Document section:
==============================
Patrick Counihan — Irish Central June 7, 2014
More than 2000 Irish children in religious run homes were subjected to drugs trials in the 1930s according to a shocking new report.
As the Tuam burial ground scandal erupts, it has now emerged that Catholic Church run homes and state institutions let the children of unmarried mothers be used in medical experiments.
The Irish Daily Mail has published a damning report which outlines how scientists secretly vaccinated more than 2,000 children in religious-run homes in suspected illegal drug trials.
The paper says that old medical records show that 2,051 children and babies in Irish care homes were given a one-shot diphtheria vaccine for international drugs giant Burroughs Wellcome between 1930 and 1936.
The report adds that no evidence exists that consent was ever sought.
Historian Michael Dwyer who unearthed the documentations says that no records of how many may have died or suffered debilitating side-effects as a result are in existence.
Irish Prime Minister Enda Kenny, on a trade mission in America, has been made aware of the scandal by the paper and has ordered ministers to see whether there are more mass baby graves scattered across the country.
His move comes after claims that more than 800 infants may be buried in a septic tank outside a former mother and baby home in Tuam.
Kenny confirmed: “I have ordered my officials to see what the scale is, what’s involved here, and whether this is isolated or if there are others around the country that need to be looked at.”
Dwyer, a lecturer at Cork University’s School of History, told the Irish Daily Mail that he found the child vaccination data by trawling through tens of thousands of medical journal articles and archive files.
He said the trials were carried out before the vaccine was made available for commercial use in the UK.
Irish homes where children were secretly tested included Bessborough, in Co. Cork and Sean Ross Abbey in Roscrea, Co. Tipperary, both of which are at the centre of the mass baby graves scandal.
The paper names other institutions where children may also have been vaccinated including Cork orphanages St Joseph’s Industrial School for Boys, run by the Presentation Brothers, and St Finbarr’s Industrial School for Girls, run by the Sisters of the Good Shepherd.
==============================
Supplied material:

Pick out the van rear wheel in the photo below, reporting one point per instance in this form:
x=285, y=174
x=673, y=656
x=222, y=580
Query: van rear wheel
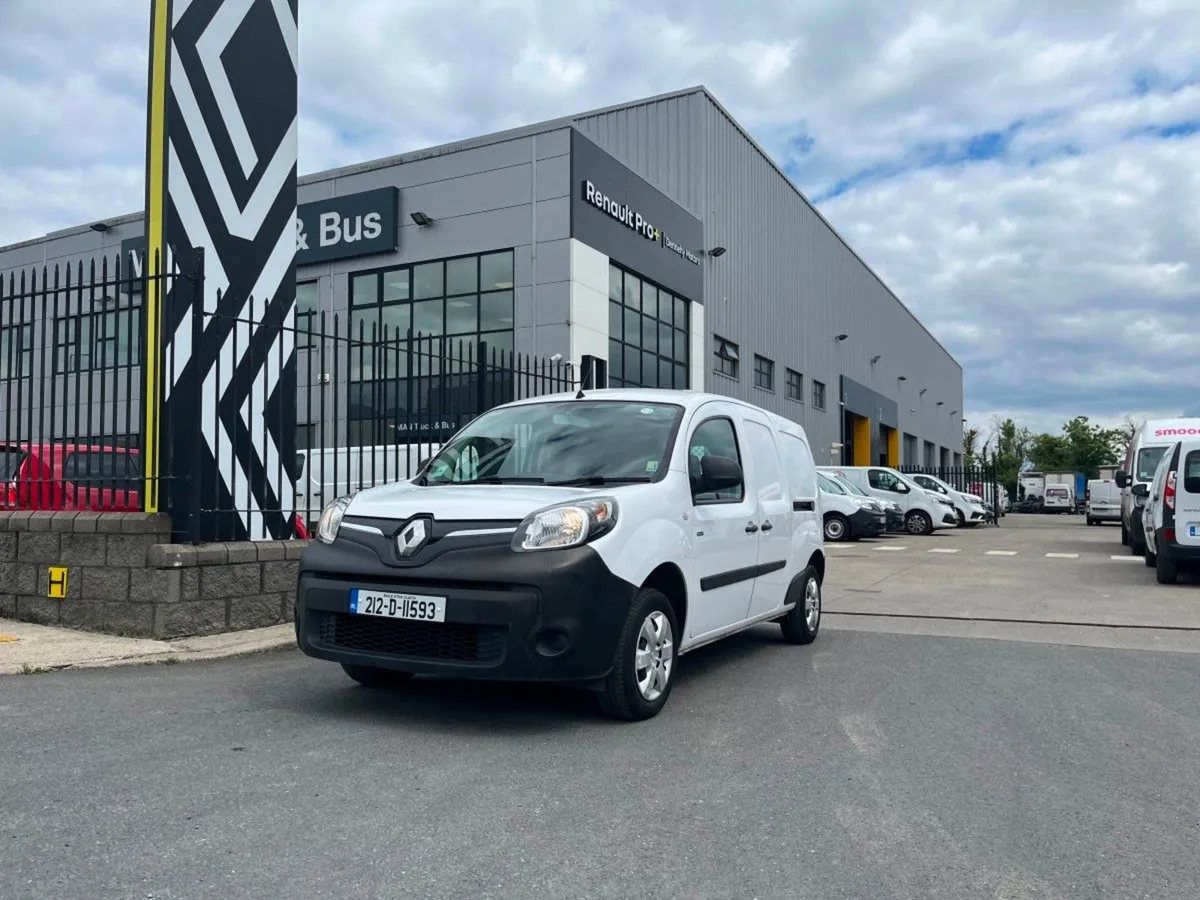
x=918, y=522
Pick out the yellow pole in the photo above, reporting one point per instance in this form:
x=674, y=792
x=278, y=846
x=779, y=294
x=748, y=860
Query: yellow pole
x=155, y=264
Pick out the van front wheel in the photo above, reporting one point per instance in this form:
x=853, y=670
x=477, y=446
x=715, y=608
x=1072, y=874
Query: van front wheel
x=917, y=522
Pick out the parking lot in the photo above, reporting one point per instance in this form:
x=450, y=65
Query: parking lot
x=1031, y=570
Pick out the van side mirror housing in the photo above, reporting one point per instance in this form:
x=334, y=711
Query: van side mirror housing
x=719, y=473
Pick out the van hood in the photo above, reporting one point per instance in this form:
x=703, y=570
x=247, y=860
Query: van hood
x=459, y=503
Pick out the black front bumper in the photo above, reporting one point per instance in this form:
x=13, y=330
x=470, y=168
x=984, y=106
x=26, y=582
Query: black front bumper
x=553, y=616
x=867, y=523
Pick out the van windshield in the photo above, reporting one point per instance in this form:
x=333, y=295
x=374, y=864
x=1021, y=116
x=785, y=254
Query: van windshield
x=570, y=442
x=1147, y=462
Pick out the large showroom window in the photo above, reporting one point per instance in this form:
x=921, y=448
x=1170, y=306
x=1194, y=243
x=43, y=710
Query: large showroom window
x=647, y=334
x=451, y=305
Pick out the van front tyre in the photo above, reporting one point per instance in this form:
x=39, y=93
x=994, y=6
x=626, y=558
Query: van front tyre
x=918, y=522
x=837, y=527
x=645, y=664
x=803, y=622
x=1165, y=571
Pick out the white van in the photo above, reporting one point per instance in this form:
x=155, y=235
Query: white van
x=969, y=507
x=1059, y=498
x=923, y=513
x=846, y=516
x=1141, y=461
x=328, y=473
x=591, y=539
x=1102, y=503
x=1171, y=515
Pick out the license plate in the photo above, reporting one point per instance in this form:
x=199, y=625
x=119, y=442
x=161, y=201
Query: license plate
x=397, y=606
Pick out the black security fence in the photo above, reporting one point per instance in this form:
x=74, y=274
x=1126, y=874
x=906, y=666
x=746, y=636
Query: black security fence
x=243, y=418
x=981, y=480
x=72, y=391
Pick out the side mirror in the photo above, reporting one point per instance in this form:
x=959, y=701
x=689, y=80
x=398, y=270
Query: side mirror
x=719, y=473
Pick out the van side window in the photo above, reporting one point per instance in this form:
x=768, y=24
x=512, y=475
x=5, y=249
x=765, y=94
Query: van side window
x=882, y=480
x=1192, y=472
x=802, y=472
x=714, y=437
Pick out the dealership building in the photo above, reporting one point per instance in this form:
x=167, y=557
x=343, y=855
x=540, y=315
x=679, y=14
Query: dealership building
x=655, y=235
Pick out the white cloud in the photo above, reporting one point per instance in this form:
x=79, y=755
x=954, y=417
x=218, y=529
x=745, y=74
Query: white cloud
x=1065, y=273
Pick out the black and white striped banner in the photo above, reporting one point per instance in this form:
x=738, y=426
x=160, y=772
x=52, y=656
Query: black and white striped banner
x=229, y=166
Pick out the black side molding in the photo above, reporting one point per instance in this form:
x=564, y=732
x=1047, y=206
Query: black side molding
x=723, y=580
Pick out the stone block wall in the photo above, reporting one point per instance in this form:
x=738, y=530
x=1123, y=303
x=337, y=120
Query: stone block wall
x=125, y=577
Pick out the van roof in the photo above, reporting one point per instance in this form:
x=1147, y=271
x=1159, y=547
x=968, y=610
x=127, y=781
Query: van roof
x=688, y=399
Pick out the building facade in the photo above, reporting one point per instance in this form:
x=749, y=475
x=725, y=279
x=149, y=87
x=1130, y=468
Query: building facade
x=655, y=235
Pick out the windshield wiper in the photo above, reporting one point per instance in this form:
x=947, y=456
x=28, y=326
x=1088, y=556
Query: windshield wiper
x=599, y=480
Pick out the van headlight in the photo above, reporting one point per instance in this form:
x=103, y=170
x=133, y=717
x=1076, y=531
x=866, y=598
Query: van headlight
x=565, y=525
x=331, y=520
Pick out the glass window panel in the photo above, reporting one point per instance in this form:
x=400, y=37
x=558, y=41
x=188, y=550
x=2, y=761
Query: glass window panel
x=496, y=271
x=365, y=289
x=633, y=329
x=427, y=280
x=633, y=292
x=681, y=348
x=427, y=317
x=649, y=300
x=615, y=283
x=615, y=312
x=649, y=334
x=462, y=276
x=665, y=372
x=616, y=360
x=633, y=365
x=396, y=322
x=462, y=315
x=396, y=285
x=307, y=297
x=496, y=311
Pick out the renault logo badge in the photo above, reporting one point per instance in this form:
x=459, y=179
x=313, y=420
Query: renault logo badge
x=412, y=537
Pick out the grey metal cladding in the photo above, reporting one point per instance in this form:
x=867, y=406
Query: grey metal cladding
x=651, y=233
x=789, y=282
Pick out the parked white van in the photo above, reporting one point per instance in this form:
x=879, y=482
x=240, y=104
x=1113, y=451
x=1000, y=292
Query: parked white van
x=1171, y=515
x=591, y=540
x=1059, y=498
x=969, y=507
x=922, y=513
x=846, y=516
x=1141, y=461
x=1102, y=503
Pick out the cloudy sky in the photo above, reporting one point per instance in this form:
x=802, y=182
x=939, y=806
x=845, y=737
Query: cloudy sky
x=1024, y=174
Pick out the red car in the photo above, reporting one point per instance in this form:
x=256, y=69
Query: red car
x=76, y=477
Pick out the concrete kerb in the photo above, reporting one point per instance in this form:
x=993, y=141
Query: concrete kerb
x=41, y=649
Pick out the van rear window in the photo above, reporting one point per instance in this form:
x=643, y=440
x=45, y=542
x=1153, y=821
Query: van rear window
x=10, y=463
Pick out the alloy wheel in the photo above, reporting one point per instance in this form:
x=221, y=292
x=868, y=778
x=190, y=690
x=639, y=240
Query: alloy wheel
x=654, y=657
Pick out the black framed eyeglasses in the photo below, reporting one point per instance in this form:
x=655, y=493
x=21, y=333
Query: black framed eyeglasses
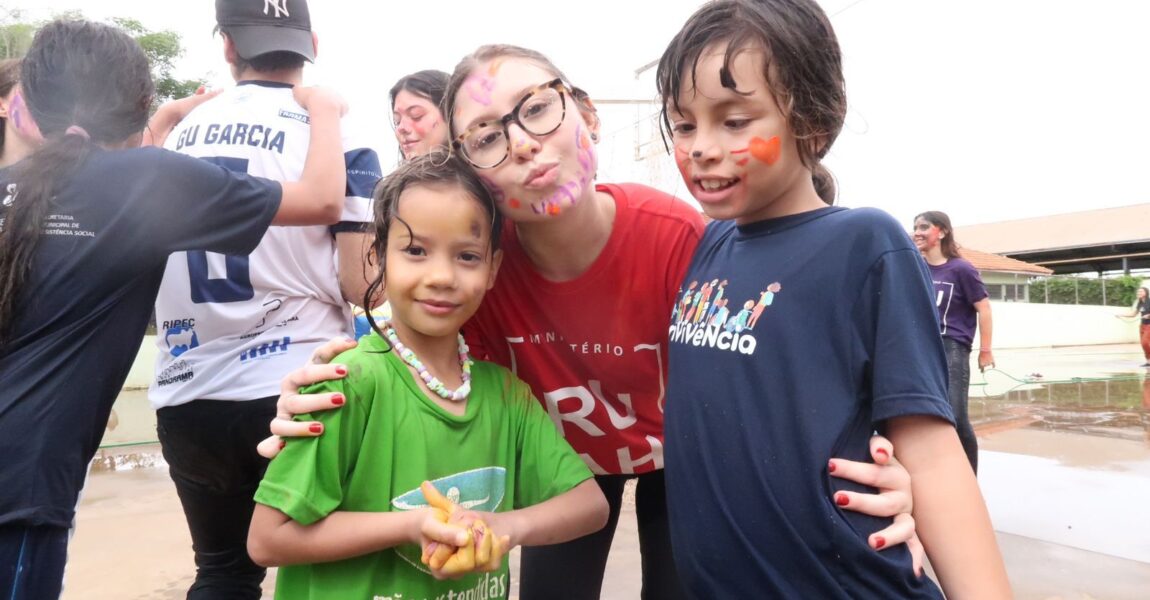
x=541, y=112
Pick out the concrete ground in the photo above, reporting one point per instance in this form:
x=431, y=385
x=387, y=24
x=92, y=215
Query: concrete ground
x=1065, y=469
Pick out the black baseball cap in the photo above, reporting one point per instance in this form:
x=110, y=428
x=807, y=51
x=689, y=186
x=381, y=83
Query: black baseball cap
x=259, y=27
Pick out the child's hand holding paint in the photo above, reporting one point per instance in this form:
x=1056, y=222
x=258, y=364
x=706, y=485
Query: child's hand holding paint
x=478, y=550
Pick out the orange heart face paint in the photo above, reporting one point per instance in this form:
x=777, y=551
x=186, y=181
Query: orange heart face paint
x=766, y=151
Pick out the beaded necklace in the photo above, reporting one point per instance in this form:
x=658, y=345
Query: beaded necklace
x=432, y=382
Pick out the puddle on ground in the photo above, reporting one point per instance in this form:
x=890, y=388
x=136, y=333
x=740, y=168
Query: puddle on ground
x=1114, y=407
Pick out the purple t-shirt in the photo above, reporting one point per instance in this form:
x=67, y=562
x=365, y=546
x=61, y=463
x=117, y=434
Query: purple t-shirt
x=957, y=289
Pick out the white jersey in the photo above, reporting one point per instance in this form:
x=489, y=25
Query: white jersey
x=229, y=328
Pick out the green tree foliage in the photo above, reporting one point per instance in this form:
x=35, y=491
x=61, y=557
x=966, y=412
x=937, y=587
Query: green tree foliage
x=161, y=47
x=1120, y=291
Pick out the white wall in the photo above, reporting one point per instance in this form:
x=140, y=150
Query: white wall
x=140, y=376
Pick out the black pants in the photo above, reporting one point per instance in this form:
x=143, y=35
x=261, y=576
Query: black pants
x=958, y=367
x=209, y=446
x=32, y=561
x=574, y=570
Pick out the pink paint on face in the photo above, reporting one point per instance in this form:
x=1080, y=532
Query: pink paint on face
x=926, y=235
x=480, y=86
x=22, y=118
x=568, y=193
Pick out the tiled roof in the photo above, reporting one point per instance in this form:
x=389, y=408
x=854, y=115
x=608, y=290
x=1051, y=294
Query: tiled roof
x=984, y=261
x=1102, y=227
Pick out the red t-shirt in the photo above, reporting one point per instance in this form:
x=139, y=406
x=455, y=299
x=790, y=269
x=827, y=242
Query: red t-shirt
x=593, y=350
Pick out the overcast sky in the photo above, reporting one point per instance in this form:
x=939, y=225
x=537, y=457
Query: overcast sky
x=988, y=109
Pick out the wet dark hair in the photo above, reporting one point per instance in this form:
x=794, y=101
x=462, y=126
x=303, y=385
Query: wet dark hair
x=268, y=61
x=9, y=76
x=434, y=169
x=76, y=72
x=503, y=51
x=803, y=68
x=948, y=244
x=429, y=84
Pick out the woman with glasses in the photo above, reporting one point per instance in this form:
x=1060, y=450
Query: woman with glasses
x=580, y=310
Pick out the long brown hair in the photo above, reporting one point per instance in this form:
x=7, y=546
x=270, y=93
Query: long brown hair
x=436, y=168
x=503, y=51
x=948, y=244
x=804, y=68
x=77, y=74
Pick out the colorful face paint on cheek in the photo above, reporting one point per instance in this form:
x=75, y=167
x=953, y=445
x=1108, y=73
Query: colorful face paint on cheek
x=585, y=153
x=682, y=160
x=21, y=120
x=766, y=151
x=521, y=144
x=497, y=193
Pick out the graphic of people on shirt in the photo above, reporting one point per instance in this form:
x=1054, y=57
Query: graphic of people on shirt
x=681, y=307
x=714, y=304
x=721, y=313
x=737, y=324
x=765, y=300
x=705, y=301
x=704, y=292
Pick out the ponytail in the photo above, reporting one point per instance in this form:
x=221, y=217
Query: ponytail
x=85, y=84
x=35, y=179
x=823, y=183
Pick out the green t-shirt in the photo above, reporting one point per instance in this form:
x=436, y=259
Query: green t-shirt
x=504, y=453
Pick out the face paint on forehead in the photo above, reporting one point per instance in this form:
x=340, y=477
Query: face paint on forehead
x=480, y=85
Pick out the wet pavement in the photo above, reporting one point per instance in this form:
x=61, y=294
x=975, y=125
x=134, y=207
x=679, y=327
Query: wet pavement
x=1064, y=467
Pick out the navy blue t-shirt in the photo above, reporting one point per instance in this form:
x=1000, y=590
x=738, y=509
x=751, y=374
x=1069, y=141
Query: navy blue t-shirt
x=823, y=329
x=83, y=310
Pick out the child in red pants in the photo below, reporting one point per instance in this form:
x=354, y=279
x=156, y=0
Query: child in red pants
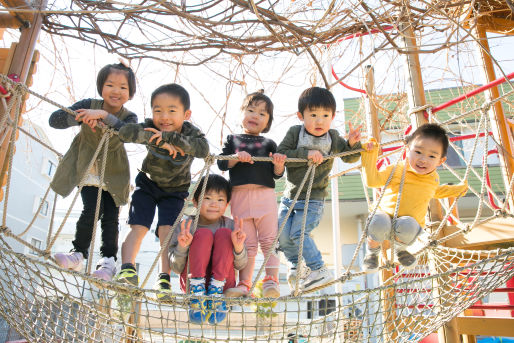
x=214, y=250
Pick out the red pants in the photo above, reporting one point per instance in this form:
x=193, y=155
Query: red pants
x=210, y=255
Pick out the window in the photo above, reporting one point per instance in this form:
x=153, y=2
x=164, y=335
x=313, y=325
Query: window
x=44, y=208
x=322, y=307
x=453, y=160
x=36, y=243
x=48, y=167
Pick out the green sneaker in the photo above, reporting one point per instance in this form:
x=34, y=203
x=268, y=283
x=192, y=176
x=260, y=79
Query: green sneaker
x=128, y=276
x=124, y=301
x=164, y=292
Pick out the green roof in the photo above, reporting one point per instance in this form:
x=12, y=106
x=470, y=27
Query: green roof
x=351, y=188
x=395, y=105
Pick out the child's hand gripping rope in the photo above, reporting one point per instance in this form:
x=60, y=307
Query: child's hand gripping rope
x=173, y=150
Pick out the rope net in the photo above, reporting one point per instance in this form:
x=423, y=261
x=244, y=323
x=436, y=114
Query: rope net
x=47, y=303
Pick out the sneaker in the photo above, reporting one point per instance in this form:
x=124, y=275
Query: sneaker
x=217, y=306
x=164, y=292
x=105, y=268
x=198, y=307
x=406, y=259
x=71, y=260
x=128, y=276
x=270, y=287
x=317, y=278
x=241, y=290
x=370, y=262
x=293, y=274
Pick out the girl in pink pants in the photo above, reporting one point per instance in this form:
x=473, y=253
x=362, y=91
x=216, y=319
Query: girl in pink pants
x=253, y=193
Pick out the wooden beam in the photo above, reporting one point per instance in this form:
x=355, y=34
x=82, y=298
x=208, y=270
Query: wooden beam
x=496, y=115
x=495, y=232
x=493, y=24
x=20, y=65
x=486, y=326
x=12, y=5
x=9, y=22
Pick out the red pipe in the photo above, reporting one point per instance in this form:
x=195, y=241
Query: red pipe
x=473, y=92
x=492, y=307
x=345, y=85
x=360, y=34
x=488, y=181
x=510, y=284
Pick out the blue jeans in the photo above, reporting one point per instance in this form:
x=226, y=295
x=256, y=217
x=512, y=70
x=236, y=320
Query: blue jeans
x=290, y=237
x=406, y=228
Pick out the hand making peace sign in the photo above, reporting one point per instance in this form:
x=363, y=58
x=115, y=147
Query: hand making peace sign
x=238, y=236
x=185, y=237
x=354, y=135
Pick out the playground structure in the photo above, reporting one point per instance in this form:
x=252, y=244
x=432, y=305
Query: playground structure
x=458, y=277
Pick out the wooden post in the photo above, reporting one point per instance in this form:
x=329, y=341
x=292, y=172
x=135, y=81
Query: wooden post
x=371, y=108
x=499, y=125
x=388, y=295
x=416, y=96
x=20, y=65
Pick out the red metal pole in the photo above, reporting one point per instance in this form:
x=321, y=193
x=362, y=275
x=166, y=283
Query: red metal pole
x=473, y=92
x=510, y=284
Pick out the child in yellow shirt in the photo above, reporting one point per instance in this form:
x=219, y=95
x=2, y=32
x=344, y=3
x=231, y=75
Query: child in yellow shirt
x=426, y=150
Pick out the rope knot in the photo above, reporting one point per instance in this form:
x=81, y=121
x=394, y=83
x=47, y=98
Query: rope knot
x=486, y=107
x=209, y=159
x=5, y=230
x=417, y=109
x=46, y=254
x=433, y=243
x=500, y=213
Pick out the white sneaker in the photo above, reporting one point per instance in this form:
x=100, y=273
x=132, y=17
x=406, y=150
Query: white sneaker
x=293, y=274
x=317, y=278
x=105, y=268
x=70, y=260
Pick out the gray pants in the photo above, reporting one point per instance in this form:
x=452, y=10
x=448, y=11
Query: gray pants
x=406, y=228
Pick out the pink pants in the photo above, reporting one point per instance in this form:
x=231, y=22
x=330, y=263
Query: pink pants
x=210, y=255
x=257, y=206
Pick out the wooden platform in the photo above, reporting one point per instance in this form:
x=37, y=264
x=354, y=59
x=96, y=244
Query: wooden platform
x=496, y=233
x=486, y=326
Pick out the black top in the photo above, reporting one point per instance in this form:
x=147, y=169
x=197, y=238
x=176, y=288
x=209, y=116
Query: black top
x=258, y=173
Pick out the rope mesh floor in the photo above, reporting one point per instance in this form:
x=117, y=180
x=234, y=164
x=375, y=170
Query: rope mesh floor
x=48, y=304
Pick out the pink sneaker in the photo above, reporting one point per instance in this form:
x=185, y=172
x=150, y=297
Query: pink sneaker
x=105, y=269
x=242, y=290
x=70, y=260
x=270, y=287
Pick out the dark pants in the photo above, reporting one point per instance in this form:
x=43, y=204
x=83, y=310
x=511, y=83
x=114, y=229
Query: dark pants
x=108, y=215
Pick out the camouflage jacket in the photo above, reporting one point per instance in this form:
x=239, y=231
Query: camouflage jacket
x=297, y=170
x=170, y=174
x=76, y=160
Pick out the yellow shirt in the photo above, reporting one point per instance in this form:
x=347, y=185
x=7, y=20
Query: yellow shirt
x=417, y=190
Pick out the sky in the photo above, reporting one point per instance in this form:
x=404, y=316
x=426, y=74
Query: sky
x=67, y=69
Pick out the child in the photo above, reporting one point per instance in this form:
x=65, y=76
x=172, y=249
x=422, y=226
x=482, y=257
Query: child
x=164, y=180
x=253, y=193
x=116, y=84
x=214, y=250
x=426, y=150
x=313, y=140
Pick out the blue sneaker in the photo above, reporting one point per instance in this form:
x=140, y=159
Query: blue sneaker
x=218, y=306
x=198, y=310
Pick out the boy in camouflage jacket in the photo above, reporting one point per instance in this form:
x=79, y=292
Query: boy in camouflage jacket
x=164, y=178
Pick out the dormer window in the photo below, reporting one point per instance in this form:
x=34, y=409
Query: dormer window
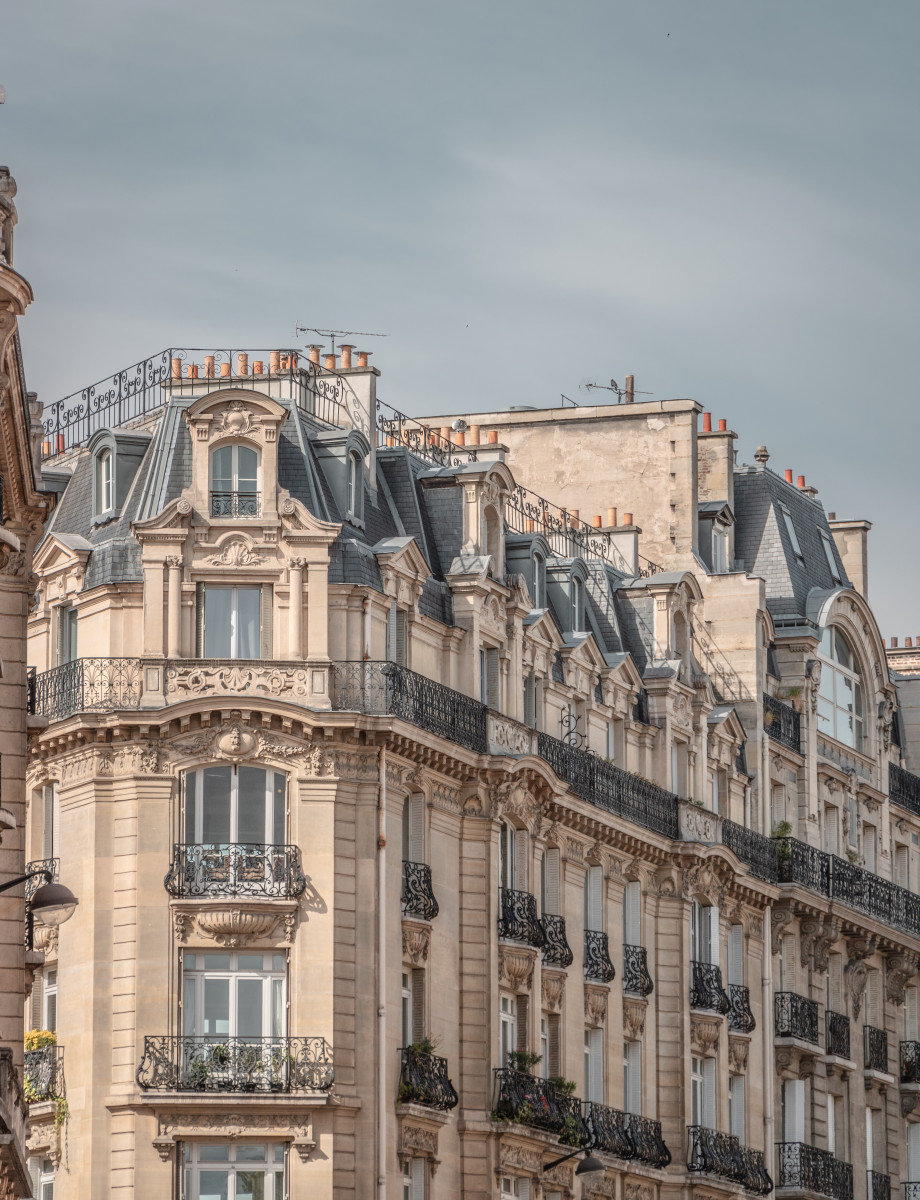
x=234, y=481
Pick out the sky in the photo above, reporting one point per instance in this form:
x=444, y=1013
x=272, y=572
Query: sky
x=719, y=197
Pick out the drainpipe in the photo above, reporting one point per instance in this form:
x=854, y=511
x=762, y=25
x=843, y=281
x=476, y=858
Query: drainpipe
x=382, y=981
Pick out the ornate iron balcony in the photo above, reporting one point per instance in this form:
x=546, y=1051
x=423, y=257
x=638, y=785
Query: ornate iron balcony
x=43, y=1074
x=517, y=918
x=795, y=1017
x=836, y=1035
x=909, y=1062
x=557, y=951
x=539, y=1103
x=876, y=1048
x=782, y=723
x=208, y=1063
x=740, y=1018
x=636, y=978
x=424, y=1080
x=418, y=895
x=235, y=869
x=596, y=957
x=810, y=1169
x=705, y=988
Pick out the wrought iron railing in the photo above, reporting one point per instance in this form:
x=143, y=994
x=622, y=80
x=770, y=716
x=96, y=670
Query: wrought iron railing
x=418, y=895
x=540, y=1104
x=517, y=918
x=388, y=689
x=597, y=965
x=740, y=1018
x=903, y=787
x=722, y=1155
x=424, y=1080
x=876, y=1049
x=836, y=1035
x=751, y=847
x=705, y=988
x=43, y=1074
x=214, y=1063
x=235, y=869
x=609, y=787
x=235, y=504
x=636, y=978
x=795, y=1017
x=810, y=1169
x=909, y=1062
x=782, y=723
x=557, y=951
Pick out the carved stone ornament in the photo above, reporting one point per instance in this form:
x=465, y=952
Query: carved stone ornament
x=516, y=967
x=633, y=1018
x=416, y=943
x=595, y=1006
==============================
Instructions:
1) List every institution that the article on vaccine trials in Irish children's homes names as a place where children were or may have been vaccinated.
2) Carry on the article on vaccine trials in Irish children's homes from its final sentence.

Task responses:
1)
Bessborough, in Co. Cork
Sean Ross Abbey, in Roscrea, Co. Tipperary
St Joseph's Industrial School for Boys, a Cork orphanage run by the Presentation Brothers
St Finbarr's Industrial School for Girls, a Cork orphanage run by the Sisters of the Good Shepherd

2)
Dublin trials may have involved children from St Vincent’s Industrial School, Goldenbridge, St Joseph’s School for Deaf Boys, Cabra, and St Saviours’s Dominican Orphanage.
Dwyer warned: “What I have found is just the tip of a very large and submerged iceberg.
“The fact that no record of these trials can be found in the files relating to the Department of Local Government and Public Health, the Municipal Health Reports relating to Cork and Dublin, or the Wellcome Archives in London, suggests that vaccine trials would not have been acceptable to government, municipal authorities, or the general public.
“However, the fact that reports of these trials were published in the most prestigious medical journals suggests that this type of human experimentation was largely accepted by medical practitioners and facilitated by authorities in charge of children’s residential institutions.”
A spokesman for GSK -formerly Wellcome – told the Irish Daily Mail: “The activities that have been described to us date back over 70 years and, if true, are clearly very distressing.
“We would need further details to investigate what actually took place, but the practices outlined certainly don’t reflect how modern clinical trials are carried out. We conduct our trials to the same high scientific and ethical standards, no matter where in the world they are run.”
A spokeswoman for the Sisters of Sacred Hearts of Jesus and Mary, the order that ran Bessborough and Sean Ross Abbey, has said that like GSK, they would also welcome an independent inquiry.